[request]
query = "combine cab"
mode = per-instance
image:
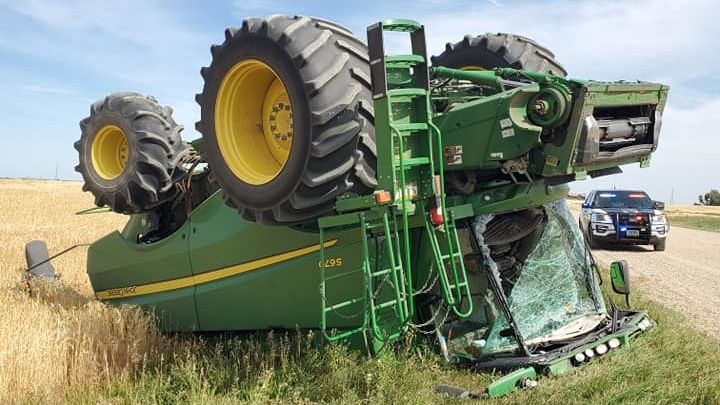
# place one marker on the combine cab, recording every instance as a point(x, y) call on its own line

================

→ **What needs to be done**:
Return the entries above in full and unchanged, omitting every image.

→ **Output below**:
[request]
query = "combine cab"
mode = per-instance
image:
# place one marker on the combine cab, recording every instance as a point(x, y) call on its own line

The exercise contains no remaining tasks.